_Work to do_
Return every line of the data below verbatim, leaving out the pictures.

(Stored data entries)
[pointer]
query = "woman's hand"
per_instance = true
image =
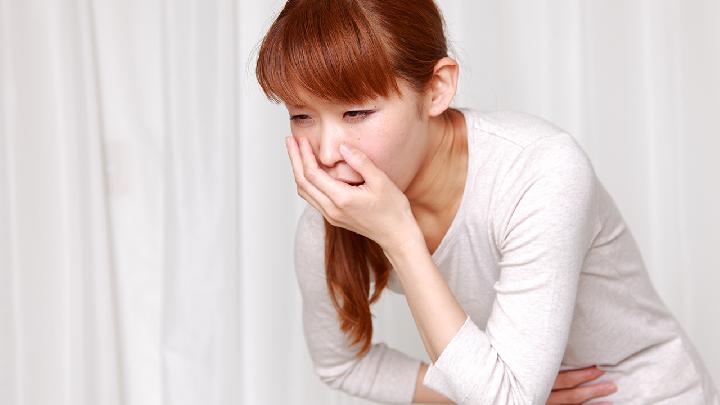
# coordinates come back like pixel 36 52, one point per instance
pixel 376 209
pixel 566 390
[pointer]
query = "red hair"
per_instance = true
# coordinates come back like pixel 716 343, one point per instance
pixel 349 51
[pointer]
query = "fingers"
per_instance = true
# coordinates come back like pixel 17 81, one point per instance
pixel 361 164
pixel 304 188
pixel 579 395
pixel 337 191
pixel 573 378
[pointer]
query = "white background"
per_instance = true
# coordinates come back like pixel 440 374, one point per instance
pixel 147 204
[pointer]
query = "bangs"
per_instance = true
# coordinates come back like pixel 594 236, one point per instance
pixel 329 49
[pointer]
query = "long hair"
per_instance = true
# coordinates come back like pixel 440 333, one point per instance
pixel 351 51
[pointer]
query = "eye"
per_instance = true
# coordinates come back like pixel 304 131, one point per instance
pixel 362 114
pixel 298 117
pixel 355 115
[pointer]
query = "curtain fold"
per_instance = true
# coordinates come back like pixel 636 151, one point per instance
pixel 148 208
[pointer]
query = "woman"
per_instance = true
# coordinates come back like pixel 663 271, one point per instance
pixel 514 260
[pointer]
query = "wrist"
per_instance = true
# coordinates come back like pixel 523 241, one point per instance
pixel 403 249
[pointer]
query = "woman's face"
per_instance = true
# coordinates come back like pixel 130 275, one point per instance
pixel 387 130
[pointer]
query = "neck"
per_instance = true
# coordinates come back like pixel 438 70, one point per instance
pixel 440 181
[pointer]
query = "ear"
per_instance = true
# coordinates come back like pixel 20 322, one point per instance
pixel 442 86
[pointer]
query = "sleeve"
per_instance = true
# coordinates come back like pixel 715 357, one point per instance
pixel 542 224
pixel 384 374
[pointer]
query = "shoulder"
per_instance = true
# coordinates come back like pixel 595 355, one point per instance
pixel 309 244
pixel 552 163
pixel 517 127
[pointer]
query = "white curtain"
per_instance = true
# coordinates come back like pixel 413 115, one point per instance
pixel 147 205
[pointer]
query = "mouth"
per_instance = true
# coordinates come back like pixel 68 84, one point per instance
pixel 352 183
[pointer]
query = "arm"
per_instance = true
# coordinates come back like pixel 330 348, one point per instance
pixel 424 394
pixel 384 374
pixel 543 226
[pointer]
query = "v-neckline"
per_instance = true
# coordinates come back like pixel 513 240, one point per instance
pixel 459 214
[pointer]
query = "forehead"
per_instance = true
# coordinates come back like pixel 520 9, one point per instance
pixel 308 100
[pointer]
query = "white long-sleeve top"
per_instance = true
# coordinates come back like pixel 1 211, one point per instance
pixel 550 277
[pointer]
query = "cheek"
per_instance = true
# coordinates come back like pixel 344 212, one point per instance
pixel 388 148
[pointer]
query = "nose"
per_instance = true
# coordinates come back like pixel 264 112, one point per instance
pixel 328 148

_Result for this exercise_
[pointer]
query = "woman's hand"
per_instance = true
image =
# coordinates come back like pixel 36 52, one point per instance
pixel 376 209
pixel 566 390
[pointer]
query = "red hair"
per_instance = true
# coordinates come back like pixel 716 343, one point per instance
pixel 349 51
[pointer]
query = "fingers"
per_instance = true
# coordinates come back like pixel 17 81, one point per instance
pixel 361 164
pixel 304 188
pixel 579 395
pixel 337 191
pixel 573 378
[pointer]
query = "white background"
per_instance = true
# coordinates come back like pixel 440 374, one point per instance
pixel 147 204
[pointer]
query = "bangs"
per_instance = true
# coordinates come back like pixel 594 236, one point per instance
pixel 329 49
[pointer]
query = "long hair"
per_instance = true
# coordinates come back like pixel 440 333, one point per instance
pixel 351 51
[pointer]
query = "eye"
per_instance = true
# coordinates come back like pixel 304 131, one point per instance
pixel 362 114
pixel 298 117
pixel 355 115
[pointer]
query = "curtain fold"
per_instance = true
# coordinates come back like pixel 636 151, one point per instance
pixel 148 208
[pointer]
query = "woman"
per_instance = true
# coordinates come back like pixel 663 271, one point per instance
pixel 514 260
[pointer]
query = "wrist"
per_instance = true
# coordinates come back like pixel 523 241, one point per instance
pixel 403 249
[pointer]
query = "woman's face"
per_instance = true
# coordinates come back like pixel 130 275, one point per instance
pixel 387 130
[pointer]
query = "neck"
per_instance = true
# coordinates come back like pixel 438 70, one point per instance
pixel 440 181
[pointer]
query = "ear"
per_instance = true
# coordinates come back like pixel 20 322, one point per instance
pixel 442 86
[pointer]
query = "sleeve"
per_instance = true
# coordinates come back like pixel 715 357, one point per instance
pixel 542 224
pixel 384 374
[pointer]
query = "shoulder"
per_instance = true
# coordinates come back like pixel 595 355, one point per instance
pixel 309 244
pixel 552 163
pixel 517 127
[pointer]
query = "white curtain"
per_instance = true
# coordinates come back like pixel 413 115, one point per instance
pixel 147 205
[pointer]
query = "mouth"
per_instance = true
# coordinates come back like pixel 68 84, one point per instance
pixel 352 183
[pointer]
query = "arm"
per_instance = true
# coordinates come back like pixel 330 348, one point per instance
pixel 424 394
pixel 384 374
pixel 543 226
[pointer]
query = "v-neckline"
per_instance = true
# coordinates come back like pixel 513 240, one point per instance
pixel 459 214
[pointer]
query = "forehead"
per_instance = true
# coordinates come back like pixel 520 9, one point per instance
pixel 308 100
[pointer]
query = "white long-sleeve top"
per_instance = true
# coordinates come back like pixel 1 211, one point per instance
pixel 550 277
[pointer]
query = "cheek"
per_instance = true
# coordinates come back like pixel 344 212, one point per instance
pixel 388 148
[pointer]
query = "nose"
per_instance = true
# coordinates come back like pixel 264 112, one point per instance
pixel 328 148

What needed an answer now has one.